▶ Written instruction
Copy all of the rows below word for word, changing nothing.

▶ Dataset content
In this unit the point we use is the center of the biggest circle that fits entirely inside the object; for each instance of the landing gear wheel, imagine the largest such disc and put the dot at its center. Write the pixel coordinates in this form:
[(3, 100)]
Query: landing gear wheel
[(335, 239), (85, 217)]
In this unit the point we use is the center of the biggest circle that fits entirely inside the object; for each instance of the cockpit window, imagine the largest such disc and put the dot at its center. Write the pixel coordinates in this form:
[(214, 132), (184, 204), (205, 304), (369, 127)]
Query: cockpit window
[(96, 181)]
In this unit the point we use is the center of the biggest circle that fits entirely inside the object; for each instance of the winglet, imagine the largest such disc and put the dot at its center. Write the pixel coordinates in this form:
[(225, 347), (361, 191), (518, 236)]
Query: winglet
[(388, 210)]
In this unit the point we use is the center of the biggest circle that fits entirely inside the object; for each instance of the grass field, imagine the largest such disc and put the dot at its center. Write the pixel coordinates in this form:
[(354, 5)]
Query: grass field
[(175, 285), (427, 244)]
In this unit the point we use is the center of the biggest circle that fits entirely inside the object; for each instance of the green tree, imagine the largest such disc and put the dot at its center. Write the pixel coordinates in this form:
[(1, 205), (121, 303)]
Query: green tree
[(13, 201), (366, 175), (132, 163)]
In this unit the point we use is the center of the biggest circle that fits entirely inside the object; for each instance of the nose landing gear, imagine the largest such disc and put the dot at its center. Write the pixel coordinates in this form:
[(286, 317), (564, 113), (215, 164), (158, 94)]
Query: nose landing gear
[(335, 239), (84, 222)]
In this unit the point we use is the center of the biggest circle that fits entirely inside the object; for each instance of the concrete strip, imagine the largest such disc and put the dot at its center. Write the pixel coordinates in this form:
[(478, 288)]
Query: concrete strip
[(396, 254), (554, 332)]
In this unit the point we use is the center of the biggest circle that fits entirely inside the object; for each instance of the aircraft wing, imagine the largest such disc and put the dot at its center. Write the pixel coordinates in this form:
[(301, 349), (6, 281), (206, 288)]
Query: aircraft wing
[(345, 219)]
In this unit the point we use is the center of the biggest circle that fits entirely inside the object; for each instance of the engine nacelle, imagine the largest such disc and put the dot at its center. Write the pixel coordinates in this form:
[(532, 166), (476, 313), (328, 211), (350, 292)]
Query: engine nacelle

▶ Correct answer
In this unit the point we use is the center of the biggest circle that fits entirely inside the object; for each instance of the landing gear wheel, imagine the largest such disc and put the dot at its center. Write the pixel coordinates in this form:
[(3, 100)]
Query: landing gear wheel
[(335, 239), (85, 217)]
In this unit the point we use is the center of the biggest circle that fits entirely inside the object; for each instance of the cockpit window, imagine the largest such disc and put the dot at its center. Write the pixel coordinates in this form:
[(214, 132), (184, 204), (205, 304), (369, 127)]
Query: cockpit window
[(96, 181)]
In this unit the point we use is the center of the biggest circle that fits entirely inside the object; for each instance of the winglet, imagine the largest such disc and put the dot at its center. Write the pixel coordinates in this form:
[(225, 347), (361, 191), (518, 236)]
Query: winglet
[(388, 210)]
In this unit the point we use is the center of the biggest circle that fits entirely inside the object; for each instance of the grass field, imagine the largest such disc and put the dot at its center. Write the pixel coordinates in this form:
[(354, 5)]
Query: grass field
[(175, 285), (427, 244)]
In this unit the point we use is the center of the biggest circle that fits entirely inside the object; for each instance of the green tree, imagine the largest such disc and put the dot at its center. Write the pixel coordinates in this form:
[(1, 205), (121, 303)]
Query: green tree
[(13, 201), (366, 175), (132, 163)]
In this unit the point we use is the center of the biggest circle that fits entirely inside the object; for each instance of the nose landing gear, imagine the largest such disc and put the dot at its center. Write the pixel coordinates in this form:
[(286, 317), (564, 113), (215, 164), (158, 94)]
Query: nose landing gear
[(335, 239), (84, 222)]
In this unit the point we use is the center of the biggest circle that fits entirely inside the object; for each instance of the concrete strip, imagine the largest such disc and put the dot at its center. Write the pixel coordinates in this form:
[(478, 288)]
Query: concrete strip
[(396, 254), (554, 332)]
In this unit the point we use is the center of the biggest circle that fits entirely inside the object; for each instance of the aircraft wing, imagine the largest such disc and put the dot at its center. Write the pixel coordinates in this form:
[(301, 349), (6, 281), (206, 288)]
Query: aircraft wing
[(345, 219)]
In this unit the point we use is the center of the biggest circle that fits entirely inside the object; for each instance of the engine nacelle, imagine the largest such disc and put the dot at its center. Write the pixel coordinates in this form:
[(532, 166), (476, 313), (328, 211), (350, 292)]
Query: engine nacelle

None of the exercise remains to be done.